Historia de una novela

La escritora desvela aquí el proceso de creación de su nueva novela, 'Historia del Rey Transparente', que relata las apasionantes aventuras medievales protagonizadas por una adolescente plebeya. Leola se disfraza con la armadura de un caballero para protegerse del ambiente de violencia.

Rosa Montero

Era una tarde de enero de 2004 y yo estaba escribiendo el segundo capítulo de mi novela Historia del Rey Transparente. Había tenido un buen día de trabajo y me encontraba en uno de esos momentos de entusiasmo que no son demasiado habituales en la redacción de un libro, porque escribir una novela es a menudo como picar piedras, una labor árida, tenaz y fatigosa. Pero esa tarde, ya digo, mi cabeza volaba sobre las palabras. La protagonista, Leola, una campesina de quince años, sierva de un señor feudal del siglo XII, acababa de quedarse sola y desamparada en un mundo devastado por las guerras. Para protegerse, había entrado, de noche, en un campo de batalla, y había rebuscado en el revoltijo de cadáveres, entre los caballos destripados y los guerreros yertos, hasta encontrar a un hombre de hierro de su tamaño. Entonces, aguantando las náuseas, se había puesto a pelarle a la luz de la luna, es decir, a despojarle de su armadura, con la intención de revestirse con ella y fingirse varón. Leola le iba desnudando poco a poco y yo iba nombrando cada pieza: el cinto, la sobreveste bordada, las manoplas, las botas de cuero y las brafoneras que cubrían sus piernas, la larga cota de malla y… Maldición, me atranqué. Mi protagonista había llegado a la cabeza y tenía que arrancarle esa especie de verdugo metálico con que los caballeros se protegían el cuello y el cráneo. Y el problema era que yo no sabía cómo se llamaba. No tenía ni idea de cómo nombrarlo.

Datos proporcionados:
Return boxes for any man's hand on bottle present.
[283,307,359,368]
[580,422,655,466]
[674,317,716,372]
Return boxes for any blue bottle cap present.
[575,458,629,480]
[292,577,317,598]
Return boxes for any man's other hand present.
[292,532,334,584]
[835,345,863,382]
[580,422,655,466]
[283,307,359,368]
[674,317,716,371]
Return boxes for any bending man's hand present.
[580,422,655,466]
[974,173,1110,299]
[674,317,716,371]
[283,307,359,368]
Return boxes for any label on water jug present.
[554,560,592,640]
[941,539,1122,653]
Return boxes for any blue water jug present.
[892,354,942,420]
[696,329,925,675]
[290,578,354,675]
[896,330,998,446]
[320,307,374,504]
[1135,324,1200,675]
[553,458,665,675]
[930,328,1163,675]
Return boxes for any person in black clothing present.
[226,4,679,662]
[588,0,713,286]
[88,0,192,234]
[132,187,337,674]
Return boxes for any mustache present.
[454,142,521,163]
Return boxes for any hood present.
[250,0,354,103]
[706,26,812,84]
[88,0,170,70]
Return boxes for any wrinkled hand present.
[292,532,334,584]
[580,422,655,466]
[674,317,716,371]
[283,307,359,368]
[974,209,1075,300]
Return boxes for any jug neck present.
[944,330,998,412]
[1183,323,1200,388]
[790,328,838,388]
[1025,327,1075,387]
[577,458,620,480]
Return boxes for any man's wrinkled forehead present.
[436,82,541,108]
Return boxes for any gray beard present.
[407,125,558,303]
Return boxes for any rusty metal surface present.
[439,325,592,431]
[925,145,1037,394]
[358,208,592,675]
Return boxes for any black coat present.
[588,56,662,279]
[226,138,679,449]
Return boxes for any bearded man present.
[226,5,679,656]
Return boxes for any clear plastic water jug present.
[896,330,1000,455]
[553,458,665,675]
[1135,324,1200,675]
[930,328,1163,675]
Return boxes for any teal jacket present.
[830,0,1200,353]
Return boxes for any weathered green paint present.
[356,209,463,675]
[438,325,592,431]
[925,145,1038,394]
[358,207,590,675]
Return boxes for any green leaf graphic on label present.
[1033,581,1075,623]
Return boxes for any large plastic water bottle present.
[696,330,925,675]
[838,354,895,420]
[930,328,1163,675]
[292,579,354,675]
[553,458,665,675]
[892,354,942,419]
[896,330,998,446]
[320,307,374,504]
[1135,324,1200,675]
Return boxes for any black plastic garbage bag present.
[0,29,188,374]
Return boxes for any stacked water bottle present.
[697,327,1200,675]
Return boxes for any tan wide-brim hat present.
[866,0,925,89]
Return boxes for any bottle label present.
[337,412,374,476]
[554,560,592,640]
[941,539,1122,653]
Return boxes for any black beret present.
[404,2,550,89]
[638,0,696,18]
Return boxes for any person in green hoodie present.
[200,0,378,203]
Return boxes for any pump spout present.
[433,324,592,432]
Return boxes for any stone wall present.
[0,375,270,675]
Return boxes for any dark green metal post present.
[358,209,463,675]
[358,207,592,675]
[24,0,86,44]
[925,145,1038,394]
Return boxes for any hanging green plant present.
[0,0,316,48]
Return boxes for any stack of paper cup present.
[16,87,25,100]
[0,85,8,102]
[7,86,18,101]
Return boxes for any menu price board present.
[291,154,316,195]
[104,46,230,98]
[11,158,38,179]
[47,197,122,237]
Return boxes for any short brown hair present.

Reto:
Responde estas preguntas sobre el texto dado:
1. Según la presentación que precede al nombre de Rosa Montero, ¿qué se pone Leola para protegerse del ambiente de violencia?
2. ¿En qué mes y año escribía la autora el segundo capítulo de su novela?
3. ¿Con qué actividad compara la autora el hecho de escribir una novela?

Respuesta:
1. La armadura de un caballero.
2. En enero de 2004.
3. Con picar piedras.